● **YOUR GOAL**
Your job is to return every line in the data holding the string "below".

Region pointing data

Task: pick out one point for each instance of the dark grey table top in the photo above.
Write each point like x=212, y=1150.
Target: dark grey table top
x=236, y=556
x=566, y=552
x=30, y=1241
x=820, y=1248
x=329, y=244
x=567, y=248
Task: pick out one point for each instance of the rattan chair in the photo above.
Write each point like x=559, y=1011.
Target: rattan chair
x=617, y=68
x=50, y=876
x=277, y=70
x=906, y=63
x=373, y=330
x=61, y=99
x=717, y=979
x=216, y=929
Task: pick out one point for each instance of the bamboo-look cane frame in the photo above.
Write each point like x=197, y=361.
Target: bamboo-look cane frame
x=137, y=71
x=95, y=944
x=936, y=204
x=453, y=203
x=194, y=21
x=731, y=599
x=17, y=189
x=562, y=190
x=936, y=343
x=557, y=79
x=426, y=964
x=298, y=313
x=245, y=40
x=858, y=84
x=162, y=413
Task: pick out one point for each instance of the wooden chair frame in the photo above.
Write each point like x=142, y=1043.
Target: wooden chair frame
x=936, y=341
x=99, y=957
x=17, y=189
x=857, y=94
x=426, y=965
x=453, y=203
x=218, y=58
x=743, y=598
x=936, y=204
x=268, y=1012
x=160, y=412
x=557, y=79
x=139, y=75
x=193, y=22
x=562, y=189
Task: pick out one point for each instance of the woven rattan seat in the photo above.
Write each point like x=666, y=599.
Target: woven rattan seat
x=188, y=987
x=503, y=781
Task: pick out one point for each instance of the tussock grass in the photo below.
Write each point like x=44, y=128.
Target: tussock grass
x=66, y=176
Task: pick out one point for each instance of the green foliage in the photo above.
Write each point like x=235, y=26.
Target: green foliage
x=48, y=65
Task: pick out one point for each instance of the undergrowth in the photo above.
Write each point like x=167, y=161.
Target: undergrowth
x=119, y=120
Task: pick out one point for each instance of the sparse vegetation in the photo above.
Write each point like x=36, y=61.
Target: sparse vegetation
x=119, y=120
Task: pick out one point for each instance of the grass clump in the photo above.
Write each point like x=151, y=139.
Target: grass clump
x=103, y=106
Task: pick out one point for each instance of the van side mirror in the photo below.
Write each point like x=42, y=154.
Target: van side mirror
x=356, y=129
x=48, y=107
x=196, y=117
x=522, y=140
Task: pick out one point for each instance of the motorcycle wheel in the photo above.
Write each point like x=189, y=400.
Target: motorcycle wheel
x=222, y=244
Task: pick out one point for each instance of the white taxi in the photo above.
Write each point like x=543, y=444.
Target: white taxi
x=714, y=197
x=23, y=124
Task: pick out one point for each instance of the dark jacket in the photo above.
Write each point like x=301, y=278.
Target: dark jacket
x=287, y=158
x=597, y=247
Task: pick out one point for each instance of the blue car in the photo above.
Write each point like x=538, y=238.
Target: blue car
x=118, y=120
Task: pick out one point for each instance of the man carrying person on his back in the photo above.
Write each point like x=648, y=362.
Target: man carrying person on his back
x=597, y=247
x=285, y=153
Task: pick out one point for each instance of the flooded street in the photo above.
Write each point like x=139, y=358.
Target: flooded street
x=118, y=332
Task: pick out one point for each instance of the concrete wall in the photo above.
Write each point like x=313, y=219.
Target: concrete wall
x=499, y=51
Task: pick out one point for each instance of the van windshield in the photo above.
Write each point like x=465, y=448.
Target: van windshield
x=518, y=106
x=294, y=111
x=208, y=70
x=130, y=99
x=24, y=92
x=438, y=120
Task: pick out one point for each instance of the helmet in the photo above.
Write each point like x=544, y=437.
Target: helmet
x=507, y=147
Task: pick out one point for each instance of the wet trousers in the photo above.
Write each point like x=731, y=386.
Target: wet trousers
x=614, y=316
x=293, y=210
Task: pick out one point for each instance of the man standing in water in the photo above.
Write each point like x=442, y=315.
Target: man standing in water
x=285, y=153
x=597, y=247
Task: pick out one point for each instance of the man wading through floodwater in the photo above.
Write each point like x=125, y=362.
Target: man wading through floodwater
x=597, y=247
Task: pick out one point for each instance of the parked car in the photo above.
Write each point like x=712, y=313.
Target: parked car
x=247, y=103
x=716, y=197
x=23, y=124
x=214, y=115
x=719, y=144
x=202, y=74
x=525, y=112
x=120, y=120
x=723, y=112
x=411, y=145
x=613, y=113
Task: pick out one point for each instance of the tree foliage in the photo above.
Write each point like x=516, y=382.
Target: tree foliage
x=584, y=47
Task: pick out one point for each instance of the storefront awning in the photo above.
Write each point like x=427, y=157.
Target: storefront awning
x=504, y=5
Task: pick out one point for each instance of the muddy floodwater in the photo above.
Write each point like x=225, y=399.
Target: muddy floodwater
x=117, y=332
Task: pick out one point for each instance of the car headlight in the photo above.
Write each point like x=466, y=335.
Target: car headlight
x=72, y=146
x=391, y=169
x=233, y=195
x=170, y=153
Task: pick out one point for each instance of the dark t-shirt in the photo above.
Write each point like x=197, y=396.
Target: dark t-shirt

● **REPLY**
Task: pick out one point for each instance of the tussock grass in the photo below.
Task: pick out one point for each instance of the van side mirror in the photo below.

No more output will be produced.